### STATED PROBLEM
From the line that includes "of the sunlit" to the last line of the data, quote each line precisely; both boundary lines belong in the answer.

### EXERCISE INPUTS

-------------------------

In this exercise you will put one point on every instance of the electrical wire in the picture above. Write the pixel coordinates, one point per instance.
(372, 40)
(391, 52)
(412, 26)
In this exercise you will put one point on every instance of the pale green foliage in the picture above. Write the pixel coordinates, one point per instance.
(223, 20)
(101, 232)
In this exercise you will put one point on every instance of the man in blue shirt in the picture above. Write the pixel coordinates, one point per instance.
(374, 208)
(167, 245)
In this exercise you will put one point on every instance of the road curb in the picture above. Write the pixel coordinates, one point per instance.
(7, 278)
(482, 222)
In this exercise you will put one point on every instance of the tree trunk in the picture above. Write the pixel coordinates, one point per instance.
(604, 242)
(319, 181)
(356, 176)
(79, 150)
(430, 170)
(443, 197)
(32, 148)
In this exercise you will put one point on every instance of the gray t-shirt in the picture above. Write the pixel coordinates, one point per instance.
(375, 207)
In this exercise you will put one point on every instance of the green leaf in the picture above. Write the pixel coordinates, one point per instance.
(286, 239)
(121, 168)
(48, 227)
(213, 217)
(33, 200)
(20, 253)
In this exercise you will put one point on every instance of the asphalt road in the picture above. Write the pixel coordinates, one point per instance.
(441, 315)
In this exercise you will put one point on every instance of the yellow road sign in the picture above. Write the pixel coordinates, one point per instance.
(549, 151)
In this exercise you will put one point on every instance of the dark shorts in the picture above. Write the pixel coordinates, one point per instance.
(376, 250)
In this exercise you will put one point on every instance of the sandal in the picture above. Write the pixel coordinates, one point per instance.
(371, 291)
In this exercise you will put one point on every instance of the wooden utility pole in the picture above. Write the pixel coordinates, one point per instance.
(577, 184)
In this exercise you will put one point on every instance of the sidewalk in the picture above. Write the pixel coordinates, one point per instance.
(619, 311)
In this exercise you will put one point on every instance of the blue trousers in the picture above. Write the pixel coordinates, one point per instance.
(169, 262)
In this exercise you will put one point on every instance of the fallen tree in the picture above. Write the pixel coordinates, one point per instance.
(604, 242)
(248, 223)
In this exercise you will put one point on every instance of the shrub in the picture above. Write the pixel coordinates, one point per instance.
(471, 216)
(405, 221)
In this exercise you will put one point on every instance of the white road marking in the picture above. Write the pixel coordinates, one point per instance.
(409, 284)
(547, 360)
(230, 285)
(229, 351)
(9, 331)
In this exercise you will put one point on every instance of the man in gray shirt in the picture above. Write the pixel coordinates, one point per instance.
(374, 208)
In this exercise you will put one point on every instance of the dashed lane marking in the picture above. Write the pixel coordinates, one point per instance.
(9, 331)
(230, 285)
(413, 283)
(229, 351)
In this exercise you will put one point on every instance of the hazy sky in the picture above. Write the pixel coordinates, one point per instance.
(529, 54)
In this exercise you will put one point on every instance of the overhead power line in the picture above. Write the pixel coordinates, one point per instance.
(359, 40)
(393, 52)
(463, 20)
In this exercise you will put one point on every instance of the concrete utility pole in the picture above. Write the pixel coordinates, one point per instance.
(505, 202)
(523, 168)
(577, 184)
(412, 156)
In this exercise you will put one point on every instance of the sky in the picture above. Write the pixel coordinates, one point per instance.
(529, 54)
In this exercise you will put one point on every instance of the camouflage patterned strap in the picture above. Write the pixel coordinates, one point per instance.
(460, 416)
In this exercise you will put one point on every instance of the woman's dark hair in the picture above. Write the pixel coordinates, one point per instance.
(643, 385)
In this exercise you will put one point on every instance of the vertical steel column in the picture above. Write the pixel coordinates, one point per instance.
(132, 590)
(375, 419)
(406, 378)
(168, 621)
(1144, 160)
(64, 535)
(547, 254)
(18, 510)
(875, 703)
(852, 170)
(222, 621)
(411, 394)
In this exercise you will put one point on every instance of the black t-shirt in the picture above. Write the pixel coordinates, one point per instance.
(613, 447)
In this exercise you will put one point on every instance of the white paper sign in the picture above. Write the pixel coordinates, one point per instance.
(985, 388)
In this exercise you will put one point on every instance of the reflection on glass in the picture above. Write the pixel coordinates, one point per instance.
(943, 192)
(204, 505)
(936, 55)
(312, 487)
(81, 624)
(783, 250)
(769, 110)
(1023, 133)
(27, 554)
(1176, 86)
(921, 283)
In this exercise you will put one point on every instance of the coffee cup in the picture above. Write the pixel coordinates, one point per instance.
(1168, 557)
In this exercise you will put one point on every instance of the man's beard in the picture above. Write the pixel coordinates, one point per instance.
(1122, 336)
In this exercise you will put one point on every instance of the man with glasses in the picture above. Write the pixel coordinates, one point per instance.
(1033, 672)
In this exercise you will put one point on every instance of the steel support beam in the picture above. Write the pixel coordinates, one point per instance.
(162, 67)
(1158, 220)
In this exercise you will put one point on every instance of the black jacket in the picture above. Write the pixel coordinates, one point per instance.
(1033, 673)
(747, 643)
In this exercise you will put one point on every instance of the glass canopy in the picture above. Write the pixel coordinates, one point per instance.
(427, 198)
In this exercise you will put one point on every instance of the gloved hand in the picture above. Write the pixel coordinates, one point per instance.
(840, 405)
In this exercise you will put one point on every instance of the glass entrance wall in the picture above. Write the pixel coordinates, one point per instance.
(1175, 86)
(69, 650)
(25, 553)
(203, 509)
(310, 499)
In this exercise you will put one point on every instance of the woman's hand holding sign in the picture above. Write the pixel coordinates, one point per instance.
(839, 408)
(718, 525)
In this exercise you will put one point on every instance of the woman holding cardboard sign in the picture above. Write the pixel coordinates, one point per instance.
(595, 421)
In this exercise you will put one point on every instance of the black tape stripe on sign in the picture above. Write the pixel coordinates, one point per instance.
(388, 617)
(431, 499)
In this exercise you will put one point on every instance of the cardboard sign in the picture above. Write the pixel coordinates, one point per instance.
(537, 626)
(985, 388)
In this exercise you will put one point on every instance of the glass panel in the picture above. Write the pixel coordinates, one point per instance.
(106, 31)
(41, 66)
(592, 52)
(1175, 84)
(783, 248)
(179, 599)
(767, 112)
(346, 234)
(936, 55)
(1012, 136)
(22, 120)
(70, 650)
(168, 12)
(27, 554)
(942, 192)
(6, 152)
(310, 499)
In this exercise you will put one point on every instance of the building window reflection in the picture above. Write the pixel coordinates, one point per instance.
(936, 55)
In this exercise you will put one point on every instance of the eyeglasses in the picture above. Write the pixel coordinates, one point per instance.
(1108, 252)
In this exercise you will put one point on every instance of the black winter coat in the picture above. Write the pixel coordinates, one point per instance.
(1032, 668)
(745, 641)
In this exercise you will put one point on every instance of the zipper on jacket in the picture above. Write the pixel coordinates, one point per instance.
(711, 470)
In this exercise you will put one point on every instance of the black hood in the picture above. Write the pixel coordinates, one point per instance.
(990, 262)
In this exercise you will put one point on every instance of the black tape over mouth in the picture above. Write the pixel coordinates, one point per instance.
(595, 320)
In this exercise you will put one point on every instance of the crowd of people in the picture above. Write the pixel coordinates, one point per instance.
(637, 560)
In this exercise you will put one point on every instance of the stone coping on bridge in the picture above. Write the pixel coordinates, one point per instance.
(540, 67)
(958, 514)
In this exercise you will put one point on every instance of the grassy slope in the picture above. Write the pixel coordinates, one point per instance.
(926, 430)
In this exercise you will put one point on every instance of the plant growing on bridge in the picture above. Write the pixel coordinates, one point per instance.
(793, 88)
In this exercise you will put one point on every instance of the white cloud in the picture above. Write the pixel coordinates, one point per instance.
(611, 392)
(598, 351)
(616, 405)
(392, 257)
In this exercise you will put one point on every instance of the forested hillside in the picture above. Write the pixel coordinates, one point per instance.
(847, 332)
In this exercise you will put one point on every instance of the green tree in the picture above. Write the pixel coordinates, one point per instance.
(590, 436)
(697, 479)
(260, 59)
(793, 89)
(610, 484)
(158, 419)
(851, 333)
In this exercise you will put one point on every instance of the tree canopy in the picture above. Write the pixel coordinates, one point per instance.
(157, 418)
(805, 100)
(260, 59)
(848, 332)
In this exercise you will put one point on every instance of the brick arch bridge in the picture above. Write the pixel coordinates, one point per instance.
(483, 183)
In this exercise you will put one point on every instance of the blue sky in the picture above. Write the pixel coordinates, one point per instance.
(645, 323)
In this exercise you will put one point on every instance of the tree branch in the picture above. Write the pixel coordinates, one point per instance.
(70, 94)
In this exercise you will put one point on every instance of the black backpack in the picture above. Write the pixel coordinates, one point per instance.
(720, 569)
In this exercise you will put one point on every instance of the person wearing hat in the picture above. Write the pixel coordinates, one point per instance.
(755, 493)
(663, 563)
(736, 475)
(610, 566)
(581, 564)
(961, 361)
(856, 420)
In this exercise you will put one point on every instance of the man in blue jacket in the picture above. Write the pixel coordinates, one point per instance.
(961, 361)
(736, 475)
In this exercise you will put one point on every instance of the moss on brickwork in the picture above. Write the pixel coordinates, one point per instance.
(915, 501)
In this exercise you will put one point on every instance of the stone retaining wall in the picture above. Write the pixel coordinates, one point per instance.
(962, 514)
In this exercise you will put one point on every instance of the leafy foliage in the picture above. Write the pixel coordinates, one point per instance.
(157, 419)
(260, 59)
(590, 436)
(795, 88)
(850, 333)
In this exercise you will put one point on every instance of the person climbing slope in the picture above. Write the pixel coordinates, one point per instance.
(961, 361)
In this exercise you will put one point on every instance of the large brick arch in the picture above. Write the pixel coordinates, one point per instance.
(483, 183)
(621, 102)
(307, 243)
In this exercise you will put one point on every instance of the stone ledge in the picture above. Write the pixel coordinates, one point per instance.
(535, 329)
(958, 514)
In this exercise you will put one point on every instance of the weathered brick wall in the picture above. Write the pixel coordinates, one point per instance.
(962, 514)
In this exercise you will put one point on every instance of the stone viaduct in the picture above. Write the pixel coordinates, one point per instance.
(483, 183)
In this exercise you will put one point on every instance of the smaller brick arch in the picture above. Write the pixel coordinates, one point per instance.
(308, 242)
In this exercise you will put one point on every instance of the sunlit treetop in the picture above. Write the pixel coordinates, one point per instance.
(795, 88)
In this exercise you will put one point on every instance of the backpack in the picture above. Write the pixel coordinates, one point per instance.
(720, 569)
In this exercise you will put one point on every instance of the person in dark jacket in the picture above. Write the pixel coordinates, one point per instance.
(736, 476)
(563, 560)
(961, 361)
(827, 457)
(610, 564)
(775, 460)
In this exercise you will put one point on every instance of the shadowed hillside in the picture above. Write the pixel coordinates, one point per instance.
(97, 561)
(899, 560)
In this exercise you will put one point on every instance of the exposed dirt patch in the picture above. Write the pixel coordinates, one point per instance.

-------------------------

### WRITTEN ANSWER
In this exercise you will put one point on every instance of the sunlit treetop in the picture above. Write the pixel coordinates, one point per instance.
(795, 88)
In this exercise you will put one point on every instance of the backpack in the picture above. Write the pixel coordinates, one point per instance.
(720, 569)
In this exercise you will put one point on every instance of the person in dark jacket in the picture above. Write the pixel coordinates, one point per instance.
(736, 476)
(563, 560)
(961, 361)
(827, 457)
(610, 564)
(775, 460)
In this exercise you will put one point on every instance of the shadowed hillside in the picture above. Write the pixel coordinates, one point per instance.
(97, 561)
(899, 560)
In this exercise you will put one point on every instance of the exposed dirt patch in the picture above. Write the pixel coordinates, one point per instance.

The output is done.